─── Extracto de página

Por: Jhoselyn Soria Crecencio
En los pasillos de la Universidad Autónoma de la Ciudad de México (UACM), la memoria de una ciudad cobra vida por última vez, aunque hoy amenaza con desaparecer bajo el avance silencioso de la gentrificación. La obra de teatro Nostalgia de mi barrio marcó el final de casi ocho años de labor del taller de creación de títeres, un proyecto que no fue solo un curso, sino una exploración de los hilos invisibles que tejen nuestra historia.
Este espectáculo, una adaptación del texto de Rafael Velasco, es un grito silencioso que se extiende desde los principios prehispánicos hasta las vecindades de los años 50. La directora del taller, Sara Guzmán Corral, una pieza clave en la iniciativa «Compartiendo Saberes», explica que la obra fue un reflejo de su filosofía: la de crear un espacio donde la comunidad, la unión y la solidaridad fueran los pilares. Al preguntarle por el sentimiento de cerrar este ciclo, su voz se carga de un adiós sincero. «Pues triste porque no fue fácil. Pasamos muchas aventuras», confiesa, añadiendo que el objetivo del taller era «aprender a elaborar títeres en las distintas técnicas», lo que permitió que el proceso se alargara sin prisa, como una artesanía lenta y meditada. La historia de la obra surgió de la propuesta de la actriz Grace Crotte, quien tuvo la visión de llevar la crónica de los barrios al teatro de títeres. Y hoy, esa visión se vuelve urgente.
En un contexto de gentrificación que expulsa y borra las raíces, la obra de la maestra Guzmán se alza como una voz de resistencia. La directora lo dice con la sabiduría de quien ha visto la transformación de la ciudad: “Lo que significó para nuestros antepasados y no tan antepasados”. Su voz, llena de nostalgia, nos invita a regresar a lo que fuimos, para defender lo que aún podemos ser. Este no es solo el final de un taller, es el comienzo de una conciencia.

El corazón del barrio: un pulso que se niega a morir
Cuando se da la tercera llamada, el escenario se transforma en una máquina del tiempo. Guiados por las voces de Alejandro Salazar y Mireia Viladevall, emprendemos un recorrido que no pretende ser una clase de historia, sino un paseo íntimo y vivo por el alma de la Ciudad de México. Los actores —Julieta Ramírez, Grace Crotte, Gabriela Suárez, Gamaliel Díaz, Guadalupe Hidalgo y Guadalupe Villafaña— dan vida a marionetas, máscaras y personajes que se entrelazan con cada época, mostrando cómo el tiempo y la memoria se sostienen sobre lo cotidiano. El mecánico del barrio, interpretado por la directora Sara Guzmán, funciona como nuestro ancla: con humor, ironía y lenguaje callejero, nos recuerda que el pasado siempre resuena en nuestro presente.
El viaje comienza en las comunidades prehispánicas, donde la vida giraba en torno al uso comunal, las costumbres y las deidades ancestrales. La obra muestra este mundo como un espacio vivo, lleno de sonidos, gestos y símbolos que parecen flotar entre la memoria y la imaginación.
Con la llegada de los españoles, los pueblos se transforman en barrios coloniales, regidos por caciques, iglesias y santos patronos. En escena se aprecia cómo se mezclan culturas, dando forma a barrios que aún hoy caminamos, como Coyoacán y Tlalpan.

──────

** Objetivo 1 **
En el extracto sobre la obra de títeres, ¿qué personaje interpreta la directora Sara Guzmán?
El extracto y las entradas son materiales independientes entre sí.

─── Entradas registradas

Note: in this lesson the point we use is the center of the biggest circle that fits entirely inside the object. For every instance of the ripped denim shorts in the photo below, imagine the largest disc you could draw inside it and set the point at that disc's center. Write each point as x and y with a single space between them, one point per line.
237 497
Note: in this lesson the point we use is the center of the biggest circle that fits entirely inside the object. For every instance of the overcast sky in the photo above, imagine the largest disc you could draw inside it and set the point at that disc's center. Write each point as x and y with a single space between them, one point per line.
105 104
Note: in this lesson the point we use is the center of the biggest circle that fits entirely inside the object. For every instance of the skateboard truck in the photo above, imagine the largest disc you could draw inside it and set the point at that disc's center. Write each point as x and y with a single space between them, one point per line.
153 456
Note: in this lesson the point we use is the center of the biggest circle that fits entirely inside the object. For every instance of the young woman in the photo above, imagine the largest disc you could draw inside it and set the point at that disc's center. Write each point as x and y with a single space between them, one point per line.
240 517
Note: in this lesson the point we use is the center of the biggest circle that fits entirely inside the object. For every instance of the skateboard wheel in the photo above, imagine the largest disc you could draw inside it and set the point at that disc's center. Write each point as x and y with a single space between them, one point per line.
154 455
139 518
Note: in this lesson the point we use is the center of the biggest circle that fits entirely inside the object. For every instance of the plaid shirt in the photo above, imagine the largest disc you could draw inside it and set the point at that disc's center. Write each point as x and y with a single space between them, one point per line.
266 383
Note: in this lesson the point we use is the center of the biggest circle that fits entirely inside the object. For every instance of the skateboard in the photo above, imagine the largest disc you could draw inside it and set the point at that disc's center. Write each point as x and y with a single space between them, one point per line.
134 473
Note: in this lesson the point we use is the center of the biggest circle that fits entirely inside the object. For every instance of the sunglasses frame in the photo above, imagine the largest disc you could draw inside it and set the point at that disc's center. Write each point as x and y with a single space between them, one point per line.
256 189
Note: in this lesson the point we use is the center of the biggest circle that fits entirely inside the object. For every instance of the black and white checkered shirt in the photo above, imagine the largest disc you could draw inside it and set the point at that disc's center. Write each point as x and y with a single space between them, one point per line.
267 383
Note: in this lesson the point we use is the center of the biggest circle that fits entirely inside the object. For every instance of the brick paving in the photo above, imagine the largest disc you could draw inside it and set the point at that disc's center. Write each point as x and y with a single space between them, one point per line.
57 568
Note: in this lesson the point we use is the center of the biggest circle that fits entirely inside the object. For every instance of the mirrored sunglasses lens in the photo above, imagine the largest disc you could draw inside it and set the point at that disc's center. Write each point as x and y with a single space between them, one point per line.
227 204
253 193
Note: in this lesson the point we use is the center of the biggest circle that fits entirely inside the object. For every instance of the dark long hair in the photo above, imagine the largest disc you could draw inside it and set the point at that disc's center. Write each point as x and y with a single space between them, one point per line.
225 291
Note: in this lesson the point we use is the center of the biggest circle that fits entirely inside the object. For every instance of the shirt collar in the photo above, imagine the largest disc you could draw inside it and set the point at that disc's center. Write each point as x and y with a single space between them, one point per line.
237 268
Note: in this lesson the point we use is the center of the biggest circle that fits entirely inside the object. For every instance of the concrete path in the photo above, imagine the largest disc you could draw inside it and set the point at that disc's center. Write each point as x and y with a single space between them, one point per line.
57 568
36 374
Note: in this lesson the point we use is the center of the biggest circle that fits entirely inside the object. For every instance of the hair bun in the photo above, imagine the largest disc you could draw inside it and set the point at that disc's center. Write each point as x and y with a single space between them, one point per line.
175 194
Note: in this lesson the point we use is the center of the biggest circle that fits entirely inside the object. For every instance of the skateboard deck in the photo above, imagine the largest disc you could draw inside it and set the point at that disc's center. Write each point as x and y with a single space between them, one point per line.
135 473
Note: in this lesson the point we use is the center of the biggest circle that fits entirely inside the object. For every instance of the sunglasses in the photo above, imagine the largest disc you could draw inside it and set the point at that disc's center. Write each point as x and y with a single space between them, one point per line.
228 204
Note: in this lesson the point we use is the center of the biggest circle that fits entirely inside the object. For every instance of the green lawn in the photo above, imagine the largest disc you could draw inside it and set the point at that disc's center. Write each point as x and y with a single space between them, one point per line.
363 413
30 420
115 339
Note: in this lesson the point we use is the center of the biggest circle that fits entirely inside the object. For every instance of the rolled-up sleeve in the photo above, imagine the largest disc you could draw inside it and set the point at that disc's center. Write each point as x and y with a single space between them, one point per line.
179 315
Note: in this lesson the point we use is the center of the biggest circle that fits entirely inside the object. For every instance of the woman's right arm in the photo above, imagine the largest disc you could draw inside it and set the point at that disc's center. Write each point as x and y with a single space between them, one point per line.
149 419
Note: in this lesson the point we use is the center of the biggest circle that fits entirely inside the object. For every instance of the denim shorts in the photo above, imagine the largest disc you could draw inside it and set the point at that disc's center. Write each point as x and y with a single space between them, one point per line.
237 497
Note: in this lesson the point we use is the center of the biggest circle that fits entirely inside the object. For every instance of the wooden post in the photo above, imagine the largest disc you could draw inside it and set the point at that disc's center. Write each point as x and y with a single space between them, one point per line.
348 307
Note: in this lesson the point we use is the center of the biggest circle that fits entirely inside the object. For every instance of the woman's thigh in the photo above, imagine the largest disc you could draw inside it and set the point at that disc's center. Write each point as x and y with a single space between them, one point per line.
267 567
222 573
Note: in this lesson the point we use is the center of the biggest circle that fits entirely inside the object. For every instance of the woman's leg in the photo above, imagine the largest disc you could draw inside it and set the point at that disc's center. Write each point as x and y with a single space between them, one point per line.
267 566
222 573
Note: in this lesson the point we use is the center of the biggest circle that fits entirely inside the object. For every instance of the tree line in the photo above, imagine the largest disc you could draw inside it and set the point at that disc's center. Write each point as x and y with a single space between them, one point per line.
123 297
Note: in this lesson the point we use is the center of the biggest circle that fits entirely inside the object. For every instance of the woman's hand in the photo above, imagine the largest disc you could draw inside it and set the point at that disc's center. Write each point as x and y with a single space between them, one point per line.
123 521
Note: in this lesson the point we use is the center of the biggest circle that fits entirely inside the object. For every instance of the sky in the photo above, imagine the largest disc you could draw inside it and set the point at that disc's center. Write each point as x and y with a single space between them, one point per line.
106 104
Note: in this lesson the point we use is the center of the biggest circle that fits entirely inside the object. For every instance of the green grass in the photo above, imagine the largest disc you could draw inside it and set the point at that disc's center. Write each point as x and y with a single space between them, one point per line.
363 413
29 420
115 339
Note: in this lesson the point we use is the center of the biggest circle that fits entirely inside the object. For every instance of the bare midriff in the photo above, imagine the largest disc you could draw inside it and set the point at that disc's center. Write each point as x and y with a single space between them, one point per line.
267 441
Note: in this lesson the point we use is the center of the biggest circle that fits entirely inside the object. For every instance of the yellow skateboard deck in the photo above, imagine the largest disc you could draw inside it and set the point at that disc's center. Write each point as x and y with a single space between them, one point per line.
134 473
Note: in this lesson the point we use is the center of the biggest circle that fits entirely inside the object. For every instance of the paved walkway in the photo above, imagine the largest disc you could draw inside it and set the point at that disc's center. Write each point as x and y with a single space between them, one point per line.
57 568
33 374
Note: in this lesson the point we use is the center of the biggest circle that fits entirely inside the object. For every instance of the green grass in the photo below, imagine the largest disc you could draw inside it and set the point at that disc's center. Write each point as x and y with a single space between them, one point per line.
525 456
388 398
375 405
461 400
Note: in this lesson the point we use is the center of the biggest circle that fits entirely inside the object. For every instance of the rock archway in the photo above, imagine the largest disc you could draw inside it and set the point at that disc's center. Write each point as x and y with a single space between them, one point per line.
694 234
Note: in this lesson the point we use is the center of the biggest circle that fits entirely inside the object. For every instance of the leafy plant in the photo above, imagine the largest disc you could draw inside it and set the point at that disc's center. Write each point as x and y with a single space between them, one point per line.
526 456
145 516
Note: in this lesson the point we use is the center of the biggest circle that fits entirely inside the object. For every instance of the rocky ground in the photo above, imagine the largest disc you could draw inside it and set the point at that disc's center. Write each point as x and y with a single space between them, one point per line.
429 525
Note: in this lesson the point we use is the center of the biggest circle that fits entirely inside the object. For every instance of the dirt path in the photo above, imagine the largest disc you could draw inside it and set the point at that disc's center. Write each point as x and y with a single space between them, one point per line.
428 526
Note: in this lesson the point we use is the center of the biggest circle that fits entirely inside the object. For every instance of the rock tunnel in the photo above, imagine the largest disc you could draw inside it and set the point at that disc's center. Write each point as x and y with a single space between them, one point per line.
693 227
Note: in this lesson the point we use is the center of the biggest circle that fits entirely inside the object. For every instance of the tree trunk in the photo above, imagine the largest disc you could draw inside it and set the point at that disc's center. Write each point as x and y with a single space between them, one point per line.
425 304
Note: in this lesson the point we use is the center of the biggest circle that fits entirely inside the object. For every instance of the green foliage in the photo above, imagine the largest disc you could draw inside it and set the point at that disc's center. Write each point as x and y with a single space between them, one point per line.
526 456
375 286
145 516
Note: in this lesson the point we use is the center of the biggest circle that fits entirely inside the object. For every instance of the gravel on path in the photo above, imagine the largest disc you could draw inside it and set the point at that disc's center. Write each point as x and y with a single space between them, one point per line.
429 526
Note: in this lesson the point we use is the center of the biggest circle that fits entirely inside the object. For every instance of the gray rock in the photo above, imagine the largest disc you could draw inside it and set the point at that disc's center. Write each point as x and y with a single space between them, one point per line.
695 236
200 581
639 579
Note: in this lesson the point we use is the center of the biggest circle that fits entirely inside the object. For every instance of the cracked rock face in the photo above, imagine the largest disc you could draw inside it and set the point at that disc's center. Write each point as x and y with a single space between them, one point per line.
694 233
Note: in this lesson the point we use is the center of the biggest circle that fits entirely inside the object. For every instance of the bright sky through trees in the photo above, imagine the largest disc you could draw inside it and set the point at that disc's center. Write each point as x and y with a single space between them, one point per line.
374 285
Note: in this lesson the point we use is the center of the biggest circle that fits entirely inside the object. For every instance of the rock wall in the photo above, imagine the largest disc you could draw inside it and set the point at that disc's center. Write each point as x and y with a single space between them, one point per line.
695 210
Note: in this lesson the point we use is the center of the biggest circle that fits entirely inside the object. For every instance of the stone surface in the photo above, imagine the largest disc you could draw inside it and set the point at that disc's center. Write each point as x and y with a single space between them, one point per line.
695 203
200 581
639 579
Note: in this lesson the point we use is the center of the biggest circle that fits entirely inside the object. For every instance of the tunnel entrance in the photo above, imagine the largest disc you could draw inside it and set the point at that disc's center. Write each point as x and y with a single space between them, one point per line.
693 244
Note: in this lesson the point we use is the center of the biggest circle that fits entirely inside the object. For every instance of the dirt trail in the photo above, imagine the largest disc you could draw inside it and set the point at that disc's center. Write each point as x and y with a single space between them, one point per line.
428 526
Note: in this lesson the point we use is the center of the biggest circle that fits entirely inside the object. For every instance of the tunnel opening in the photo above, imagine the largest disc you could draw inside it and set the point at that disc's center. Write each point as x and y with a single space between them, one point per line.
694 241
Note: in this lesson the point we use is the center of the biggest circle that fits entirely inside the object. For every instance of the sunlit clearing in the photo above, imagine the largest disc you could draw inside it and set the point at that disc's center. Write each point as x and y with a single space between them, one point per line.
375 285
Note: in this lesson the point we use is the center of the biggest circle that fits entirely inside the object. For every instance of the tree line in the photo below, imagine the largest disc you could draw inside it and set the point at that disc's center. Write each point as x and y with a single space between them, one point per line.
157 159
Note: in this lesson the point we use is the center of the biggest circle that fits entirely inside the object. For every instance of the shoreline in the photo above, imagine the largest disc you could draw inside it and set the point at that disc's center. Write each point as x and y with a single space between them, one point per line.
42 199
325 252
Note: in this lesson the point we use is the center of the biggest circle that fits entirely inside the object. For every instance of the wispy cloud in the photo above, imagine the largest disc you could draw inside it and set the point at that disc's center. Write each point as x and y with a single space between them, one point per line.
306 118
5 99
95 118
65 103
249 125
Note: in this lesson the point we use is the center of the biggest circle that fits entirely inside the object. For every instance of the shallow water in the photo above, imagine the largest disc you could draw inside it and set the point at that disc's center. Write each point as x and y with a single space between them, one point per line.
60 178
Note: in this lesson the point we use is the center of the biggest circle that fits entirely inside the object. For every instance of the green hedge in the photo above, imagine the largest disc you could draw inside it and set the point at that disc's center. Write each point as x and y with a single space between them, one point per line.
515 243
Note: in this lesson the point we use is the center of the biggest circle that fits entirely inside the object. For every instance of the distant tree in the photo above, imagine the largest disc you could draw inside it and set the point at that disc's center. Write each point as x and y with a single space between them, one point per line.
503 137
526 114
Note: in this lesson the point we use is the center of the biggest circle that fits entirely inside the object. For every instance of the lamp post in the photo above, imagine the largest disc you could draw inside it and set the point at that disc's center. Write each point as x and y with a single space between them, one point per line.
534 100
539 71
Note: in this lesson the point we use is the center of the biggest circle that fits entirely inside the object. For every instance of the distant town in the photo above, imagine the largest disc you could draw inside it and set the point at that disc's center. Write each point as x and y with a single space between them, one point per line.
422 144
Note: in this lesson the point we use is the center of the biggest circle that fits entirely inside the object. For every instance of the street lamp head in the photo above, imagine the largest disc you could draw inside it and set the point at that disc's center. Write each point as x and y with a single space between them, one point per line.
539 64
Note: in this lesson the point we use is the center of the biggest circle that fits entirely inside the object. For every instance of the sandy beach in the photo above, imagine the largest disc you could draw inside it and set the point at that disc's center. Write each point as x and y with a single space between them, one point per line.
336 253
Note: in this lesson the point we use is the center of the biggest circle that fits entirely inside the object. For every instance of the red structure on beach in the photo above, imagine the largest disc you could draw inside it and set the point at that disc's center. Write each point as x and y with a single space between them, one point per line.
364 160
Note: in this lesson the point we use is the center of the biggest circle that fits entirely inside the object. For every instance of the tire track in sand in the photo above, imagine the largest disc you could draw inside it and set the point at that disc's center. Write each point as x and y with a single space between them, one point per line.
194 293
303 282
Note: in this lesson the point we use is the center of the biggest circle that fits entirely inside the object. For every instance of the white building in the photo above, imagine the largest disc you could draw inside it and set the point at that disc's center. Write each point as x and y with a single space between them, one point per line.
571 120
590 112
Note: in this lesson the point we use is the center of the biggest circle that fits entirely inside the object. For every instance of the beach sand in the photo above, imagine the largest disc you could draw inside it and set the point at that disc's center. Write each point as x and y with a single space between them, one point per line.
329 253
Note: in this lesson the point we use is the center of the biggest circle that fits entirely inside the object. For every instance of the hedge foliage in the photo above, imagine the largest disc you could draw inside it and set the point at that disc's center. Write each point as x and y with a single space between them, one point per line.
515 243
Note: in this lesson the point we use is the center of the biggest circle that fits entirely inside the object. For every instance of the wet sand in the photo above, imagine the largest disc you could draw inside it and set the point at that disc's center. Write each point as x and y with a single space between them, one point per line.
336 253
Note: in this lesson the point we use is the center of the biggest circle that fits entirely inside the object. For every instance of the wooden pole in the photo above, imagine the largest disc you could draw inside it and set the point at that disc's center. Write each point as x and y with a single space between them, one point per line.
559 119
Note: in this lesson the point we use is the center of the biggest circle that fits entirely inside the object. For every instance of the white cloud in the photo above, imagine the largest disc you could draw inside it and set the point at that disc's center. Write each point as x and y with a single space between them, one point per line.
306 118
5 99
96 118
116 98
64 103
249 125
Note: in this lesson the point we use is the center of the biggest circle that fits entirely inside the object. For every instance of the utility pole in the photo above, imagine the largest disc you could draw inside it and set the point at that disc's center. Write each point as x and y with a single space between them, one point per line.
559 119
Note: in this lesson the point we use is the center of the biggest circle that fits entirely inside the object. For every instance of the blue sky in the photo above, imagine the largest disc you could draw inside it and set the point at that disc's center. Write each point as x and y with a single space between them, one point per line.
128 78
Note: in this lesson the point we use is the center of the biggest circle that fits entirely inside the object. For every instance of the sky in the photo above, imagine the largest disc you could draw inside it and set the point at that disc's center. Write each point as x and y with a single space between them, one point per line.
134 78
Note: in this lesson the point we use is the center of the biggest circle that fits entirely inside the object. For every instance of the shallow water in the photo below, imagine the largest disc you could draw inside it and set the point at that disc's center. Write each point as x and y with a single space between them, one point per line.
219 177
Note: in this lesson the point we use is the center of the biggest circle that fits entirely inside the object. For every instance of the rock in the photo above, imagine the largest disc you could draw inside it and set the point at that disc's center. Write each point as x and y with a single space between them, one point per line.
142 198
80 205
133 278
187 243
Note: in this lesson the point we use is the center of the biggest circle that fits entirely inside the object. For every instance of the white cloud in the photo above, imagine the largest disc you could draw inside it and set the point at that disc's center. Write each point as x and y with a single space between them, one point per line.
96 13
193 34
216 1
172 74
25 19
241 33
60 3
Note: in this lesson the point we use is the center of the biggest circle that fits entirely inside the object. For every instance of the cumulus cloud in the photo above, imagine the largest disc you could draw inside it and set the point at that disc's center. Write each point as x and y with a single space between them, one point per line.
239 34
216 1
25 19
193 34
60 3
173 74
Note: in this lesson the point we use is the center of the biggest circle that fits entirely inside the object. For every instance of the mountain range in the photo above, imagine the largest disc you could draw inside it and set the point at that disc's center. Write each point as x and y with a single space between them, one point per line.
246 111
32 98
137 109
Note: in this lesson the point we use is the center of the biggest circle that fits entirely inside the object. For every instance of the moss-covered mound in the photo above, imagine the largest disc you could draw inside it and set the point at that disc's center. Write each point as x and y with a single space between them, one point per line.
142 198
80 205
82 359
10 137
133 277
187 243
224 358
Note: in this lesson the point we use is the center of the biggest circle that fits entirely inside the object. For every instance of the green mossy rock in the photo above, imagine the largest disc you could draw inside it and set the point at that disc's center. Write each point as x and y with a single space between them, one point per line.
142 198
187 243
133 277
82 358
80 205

──────

** Objetivo 2 **
Selecciona cada línea de las entradas que contenga la palabra "plaid".

** Respuesta completa 1 **
Interpreta al mecánico del barrio.

** Respuesta completa 2 **
Note: in this lesson the point we use is the center of the biggest circle that fits entirely inside the object. For every instance of the plaid shirt in the photo above, imagine the largest disc you could draw inside it and set the point at that disc's center. Write each point as x and y with a single space between them, one point per line.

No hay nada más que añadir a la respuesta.